Pointing and labeling entries
--------------------
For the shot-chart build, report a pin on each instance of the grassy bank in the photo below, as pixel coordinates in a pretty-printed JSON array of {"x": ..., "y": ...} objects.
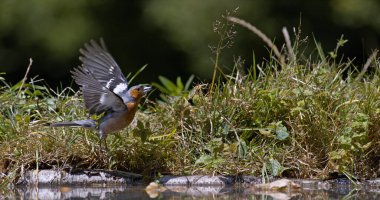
[{"x": 297, "y": 114}]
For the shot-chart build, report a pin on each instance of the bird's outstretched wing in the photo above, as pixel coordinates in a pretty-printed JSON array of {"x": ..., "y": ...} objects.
[
  {"x": 99, "y": 62},
  {"x": 97, "y": 97}
]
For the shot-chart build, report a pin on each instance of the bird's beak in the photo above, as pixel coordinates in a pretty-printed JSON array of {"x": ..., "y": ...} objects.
[{"x": 147, "y": 89}]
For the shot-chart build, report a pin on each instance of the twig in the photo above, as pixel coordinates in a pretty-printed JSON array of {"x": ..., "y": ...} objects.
[
  {"x": 26, "y": 76},
  {"x": 288, "y": 44},
  {"x": 367, "y": 64},
  {"x": 260, "y": 34}
]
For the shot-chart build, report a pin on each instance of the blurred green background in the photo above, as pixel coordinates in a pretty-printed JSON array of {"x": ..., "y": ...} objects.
[{"x": 171, "y": 36}]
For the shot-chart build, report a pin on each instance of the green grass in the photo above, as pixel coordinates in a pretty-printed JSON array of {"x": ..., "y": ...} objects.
[{"x": 305, "y": 117}]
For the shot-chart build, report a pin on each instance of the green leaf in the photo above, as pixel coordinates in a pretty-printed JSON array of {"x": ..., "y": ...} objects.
[
  {"x": 276, "y": 167},
  {"x": 179, "y": 84},
  {"x": 188, "y": 82},
  {"x": 167, "y": 83},
  {"x": 242, "y": 149},
  {"x": 281, "y": 132}
]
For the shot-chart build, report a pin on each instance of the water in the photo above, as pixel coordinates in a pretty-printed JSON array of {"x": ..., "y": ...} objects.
[{"x": 311, "y": 191}]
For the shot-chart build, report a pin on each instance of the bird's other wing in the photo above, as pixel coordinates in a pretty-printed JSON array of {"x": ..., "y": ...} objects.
[
  {"x": 103, "y": 67},
  {"x": 97, "y": 98}
]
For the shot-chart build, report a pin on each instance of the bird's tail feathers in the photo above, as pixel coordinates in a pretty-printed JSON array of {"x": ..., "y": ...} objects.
[{"x": 88, "y": 123}]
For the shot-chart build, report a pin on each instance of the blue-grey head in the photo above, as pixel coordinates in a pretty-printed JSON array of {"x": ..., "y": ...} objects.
[{"x": 138, "y": 91}]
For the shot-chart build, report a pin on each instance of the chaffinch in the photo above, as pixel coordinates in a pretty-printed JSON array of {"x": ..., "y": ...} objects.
[{"x": 105, "y": 90}]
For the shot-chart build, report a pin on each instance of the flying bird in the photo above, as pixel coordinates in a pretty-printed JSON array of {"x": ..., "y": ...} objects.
[{"x": 105, "y": 91}]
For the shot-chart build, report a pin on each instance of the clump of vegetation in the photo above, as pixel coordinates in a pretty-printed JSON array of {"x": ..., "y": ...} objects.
[{"x": 297, "y": 114}]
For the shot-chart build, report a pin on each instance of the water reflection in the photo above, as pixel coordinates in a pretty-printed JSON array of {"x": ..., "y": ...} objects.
[{"x": 182, "y": 192}]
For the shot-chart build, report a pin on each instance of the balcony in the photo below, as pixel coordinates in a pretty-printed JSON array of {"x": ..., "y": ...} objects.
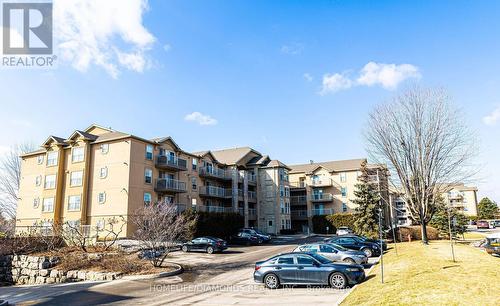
[
  {"x": 215, "y": 192},
  {"x": 298, "y": 200},
  {"x": 215, "y": 173},
  {"x": 170, "y": 163},
  {"x": 322, "y": 183},
  {"x": 322, "y": 212},
  {"x": 322, "y": 197},
  {"x": 297, "y": 185},
  {"x": 299, "y": 214},
  {"x": 169, "y": 185}
]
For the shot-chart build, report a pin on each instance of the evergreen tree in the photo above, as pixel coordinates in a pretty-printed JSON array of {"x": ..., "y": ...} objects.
[
  {"x": 368, "y": 202},
  {"x": 487, "y": 209}
]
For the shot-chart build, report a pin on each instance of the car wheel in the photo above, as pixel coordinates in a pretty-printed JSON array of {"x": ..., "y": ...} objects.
[
  {"x": 368, "y": 252},
  {"x": 338, "y": 280},
  {"x": 349, "y": 260},
  {"x": 271, "y": 281}
]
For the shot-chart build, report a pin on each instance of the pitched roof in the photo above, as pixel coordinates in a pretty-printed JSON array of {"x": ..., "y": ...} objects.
[{"x": 335, "y": 165}]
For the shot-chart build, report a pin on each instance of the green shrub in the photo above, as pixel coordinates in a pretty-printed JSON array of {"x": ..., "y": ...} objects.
[{"x": 320, "y": 223}]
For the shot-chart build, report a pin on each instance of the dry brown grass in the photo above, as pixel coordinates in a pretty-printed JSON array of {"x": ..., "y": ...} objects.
[{"x": 426, "y": 275}]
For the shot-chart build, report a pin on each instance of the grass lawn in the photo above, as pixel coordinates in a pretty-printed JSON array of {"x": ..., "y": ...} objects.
[{"x": 426, "y": 275}]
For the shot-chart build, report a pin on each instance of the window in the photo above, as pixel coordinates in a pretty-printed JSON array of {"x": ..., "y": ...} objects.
[
  {"x": 148, "y": 176},
  {"x": 50, "y": 181},
  {"x": 104, "y": 148},
  {"x": 147, "y": 198},
  {"x": 305, "y": 260},
  {"x": 193, "y": 183},
  {"x": 52, "y": 158},
  {"x": 344, "y": 207},
  {"x": 149, "y": 152},
  {"x": 103, "y": 173},
  {"x": 343, "y": 177},
  {"x": 77, "y": 154},
  {"x": 101, "y": 198},
  {"x": 48, "y": 205},
  {"x": 36, "y": 202},
  {"x": 285, "y": 260},
  {"x": 74, "y": 203},
  {"x": 76, "y": 178}
]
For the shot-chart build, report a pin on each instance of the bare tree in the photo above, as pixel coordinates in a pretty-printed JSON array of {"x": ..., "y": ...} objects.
[
  {"x": 159, "y": 228},
  {"x": 10, "y": 177},
  {"x": 424, "y": 140}
]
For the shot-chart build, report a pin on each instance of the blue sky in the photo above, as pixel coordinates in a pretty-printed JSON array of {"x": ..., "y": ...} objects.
[{"x": 284, "y": 77}]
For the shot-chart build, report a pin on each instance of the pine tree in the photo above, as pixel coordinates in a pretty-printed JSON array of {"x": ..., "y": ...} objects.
[{"x": 367, "y": 199}]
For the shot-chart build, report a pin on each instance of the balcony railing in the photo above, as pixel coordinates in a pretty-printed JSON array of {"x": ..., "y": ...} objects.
[
  {"x": 298, "y": 200},
  {"x": 298, "y": 213},
  {"x": 300, "y": 184},
  {"x": 215, "y": 173},
  {"x": 322, "y": 197},
  {"x": 322, "y": 212},
  {"x": 167, "y": 184},
  {"x": 172, "y": 163},
  {"x": 322, "y": 183},
  {"x": 218, "y": 192}
]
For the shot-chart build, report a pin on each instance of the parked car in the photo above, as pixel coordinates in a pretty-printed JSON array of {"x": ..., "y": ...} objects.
[
  {"x": 363, "y": 238},
  {"x": 256, "y": 232},
  {"x": 369, "y": 248},
  {"x": 483, "y": 224},
  {"x": 492, "y": 246},
  {"x": 344, "y": 230},
  {"x": 205, "y": 244},
  {"x": 244, "y": 238},
  {"x": 306, "y": 269},
  {"x": 334, "y": 252}
]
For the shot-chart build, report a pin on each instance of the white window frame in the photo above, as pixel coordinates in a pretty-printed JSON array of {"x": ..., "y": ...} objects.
[
  {"x": 44, "y": 207},
  {"x": 104, "y": 147},
  {"x": 77, "y": 158},
  {"x": 101, "y": 197},
  {"x": 75, "y": 204},
  {"x": 53, "y": 184},
  {"x": 51, "y": 160},
  {"x": 75, "y": 182},
  {"x": 105, "y": 172}
]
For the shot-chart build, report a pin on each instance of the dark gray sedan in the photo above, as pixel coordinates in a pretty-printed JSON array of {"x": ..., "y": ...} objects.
[{"x": 306, "y": 269}]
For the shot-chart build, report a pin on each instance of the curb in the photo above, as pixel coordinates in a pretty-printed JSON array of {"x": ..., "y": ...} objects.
[
  {"x": 352, "y": 289},
  {"x": 179, "y": 269}
]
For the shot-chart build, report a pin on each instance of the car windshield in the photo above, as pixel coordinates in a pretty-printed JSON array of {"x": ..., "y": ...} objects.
[{"x": 320, "y": 258}]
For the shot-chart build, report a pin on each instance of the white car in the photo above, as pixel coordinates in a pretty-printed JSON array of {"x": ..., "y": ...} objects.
[{"x": 344, "y": 230}]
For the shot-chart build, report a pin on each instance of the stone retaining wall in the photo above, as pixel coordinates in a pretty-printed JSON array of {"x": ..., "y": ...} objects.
[{"x": 22, "y": 270}]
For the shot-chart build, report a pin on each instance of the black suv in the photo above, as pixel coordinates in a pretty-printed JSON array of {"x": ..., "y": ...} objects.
[{"x": 369, "y": 248}]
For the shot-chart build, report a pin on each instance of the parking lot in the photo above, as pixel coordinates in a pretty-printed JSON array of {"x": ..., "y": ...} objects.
[{"x": 215, "y": 279}]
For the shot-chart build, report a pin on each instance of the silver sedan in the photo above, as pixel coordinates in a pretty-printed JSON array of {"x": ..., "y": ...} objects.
[{"x": 334, "y": 252}]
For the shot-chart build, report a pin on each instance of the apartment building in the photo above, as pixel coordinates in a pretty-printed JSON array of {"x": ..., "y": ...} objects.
[
  {"x": 99, "y": 173},
  {"x": 461, "y": 197},
  {"x": 328, "y": 187}
]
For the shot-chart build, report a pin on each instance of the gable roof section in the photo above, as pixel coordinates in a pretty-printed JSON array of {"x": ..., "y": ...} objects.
[{"x": 332, "y": 166}]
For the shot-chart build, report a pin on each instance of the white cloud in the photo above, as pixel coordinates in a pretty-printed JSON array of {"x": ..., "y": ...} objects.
[
  {"x": 335, "y": 82},
  {"x": 109, "y": 34},
  {"x": 492, "y": 118},
  {"x": 292, "y": 49},
  {"x": 387, "y": 75},
  {"x": 308, "y": 77},
  {"x": 200, "y": 118}
]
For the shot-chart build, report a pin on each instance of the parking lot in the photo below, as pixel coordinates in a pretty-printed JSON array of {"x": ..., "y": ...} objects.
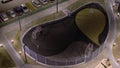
[{"x": 11, "y": 4}]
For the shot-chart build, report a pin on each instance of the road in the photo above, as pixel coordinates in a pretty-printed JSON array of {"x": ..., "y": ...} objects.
[{"x": 112, "y": 33}]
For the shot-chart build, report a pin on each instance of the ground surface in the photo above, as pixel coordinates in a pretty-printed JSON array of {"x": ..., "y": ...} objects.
[
  {"x": 91, "y": 22},
  {"x": 5, "y": 59}
]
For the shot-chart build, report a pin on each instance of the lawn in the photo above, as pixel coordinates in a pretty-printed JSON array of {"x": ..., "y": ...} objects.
[
  {"x": 79, "y": 3},
  {"x": 91, "y": 22},
  {"x": 5, "y": 59},
  {"x": 45, "y": 19}
]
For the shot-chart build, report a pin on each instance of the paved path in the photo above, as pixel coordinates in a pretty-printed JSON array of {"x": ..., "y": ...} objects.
[{"x": 11, "y": 51}]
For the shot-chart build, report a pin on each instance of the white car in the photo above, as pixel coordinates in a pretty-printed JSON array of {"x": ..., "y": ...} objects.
[
  {"x": 24, "y": 8},
  {"x": 36, "y": 3},
  {"x": 44, "y": 1},
  {"x": 4, "y": 17}
]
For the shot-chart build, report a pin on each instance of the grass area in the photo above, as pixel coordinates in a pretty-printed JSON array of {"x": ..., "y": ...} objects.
[
  {"x": 91, "y": 22},
  {"x": 79, "y": 3},
  {"x": 5, "y": 59},
  {"x": 16, "y": 38}
]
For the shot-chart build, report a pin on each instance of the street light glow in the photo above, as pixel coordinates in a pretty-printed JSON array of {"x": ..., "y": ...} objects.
[{"x": 1, "y": 45}]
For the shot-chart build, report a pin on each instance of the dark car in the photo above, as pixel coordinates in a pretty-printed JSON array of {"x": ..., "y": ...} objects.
[
  {"x": 5, "y": 1},
  {"x": 11, "y": 13},
  {"x": 36, "y": 3},
  {"x": 18, "y": 10}
]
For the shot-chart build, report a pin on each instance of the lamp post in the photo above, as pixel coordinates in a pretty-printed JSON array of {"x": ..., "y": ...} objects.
[
  {"x": 25, "y": 54},
  {"x": 57, "y": 6},
  {"x": 20, "y": 27}
]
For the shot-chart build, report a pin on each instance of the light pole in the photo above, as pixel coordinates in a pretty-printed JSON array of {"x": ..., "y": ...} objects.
[
  {"x": 57, "y": 6},
  {"x": 25, "y": 54}
]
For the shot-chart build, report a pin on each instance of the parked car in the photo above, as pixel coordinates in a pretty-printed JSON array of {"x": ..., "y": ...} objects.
[
  {"x": 11, "y": 13},
  {"x": 3, "y": 17},
  {"x": 5, "y": 1},
  {"x": 36, "y": 3},
  {"x": 18, "y": 10},
  {"x": 44, "y": 1},
  {"x": 24, "y": 8}
]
--------------------
Objective
Copy everything from the line containing "of the light" down to the end of the material, requests included, and raise every pixel coordinate in the answers by 148.

Reply
For the shot-chart build, report a pin on each instance of the light pole in the photo above, as pixel coordinates in a pretty-printed JSON array of {"x": ..., "y": ...} objects.
[
  {"x": 205, "y": 154},
  {"x": 173, "y": 202}
]
For the shot-chart build, report a pin on each instance of the parked car in the photo above, as pixel coordinates in a pretty-printed JSON array of {"x": ..., "y": ...} objects.
[
  {"x": 159, "y": 161},
  {"x": 151, "y": 165},
  {"x": 153, "y": 149},
  {"x": 184, "y": 151},
  {"x": 166, "y": 158},
  {"x": 192, "y": 149},
  {"x": 172, "y": 156}
]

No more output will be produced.